Problem requirements - In the records below, find each line with "dried" and copy it.

Data supplied -
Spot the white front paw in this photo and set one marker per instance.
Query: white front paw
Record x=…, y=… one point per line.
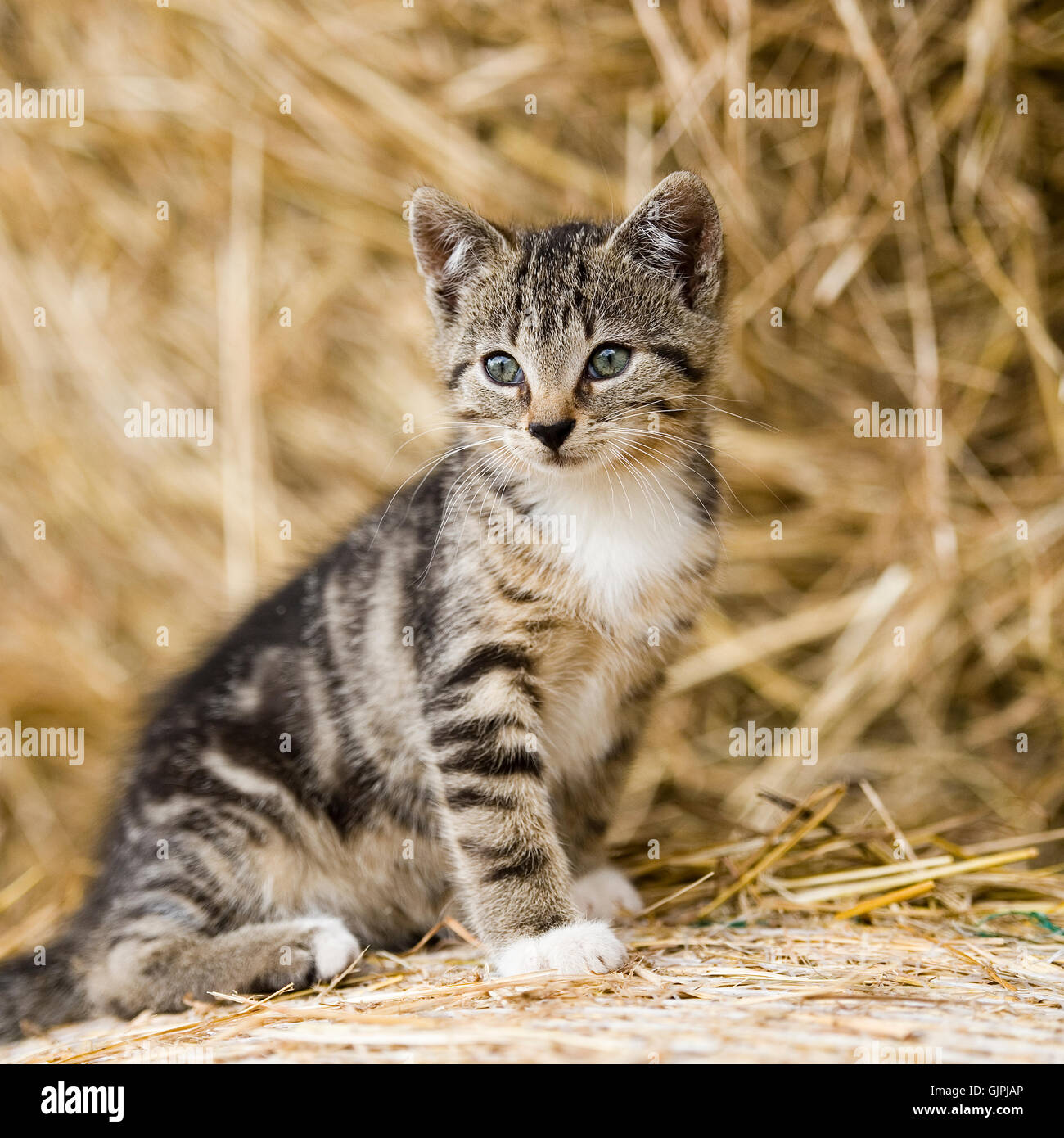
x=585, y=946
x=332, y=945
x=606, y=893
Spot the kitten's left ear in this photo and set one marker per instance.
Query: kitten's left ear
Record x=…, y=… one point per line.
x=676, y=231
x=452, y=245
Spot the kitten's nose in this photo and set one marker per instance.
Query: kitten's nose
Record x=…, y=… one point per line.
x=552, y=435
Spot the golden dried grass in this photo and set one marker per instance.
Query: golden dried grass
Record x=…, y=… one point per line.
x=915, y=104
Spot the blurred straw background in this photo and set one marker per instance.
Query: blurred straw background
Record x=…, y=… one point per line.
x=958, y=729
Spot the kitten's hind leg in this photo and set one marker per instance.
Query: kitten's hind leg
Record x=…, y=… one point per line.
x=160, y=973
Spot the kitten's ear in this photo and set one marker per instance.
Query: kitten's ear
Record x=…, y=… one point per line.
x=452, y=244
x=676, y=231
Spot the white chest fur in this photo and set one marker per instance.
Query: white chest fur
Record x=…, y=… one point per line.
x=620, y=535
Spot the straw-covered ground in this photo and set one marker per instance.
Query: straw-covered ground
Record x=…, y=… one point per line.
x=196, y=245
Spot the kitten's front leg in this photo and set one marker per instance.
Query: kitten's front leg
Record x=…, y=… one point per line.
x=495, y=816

Exercise solution -
Spot the golden dried grass in this photo and set one marker per instance.
Query: golden dried grass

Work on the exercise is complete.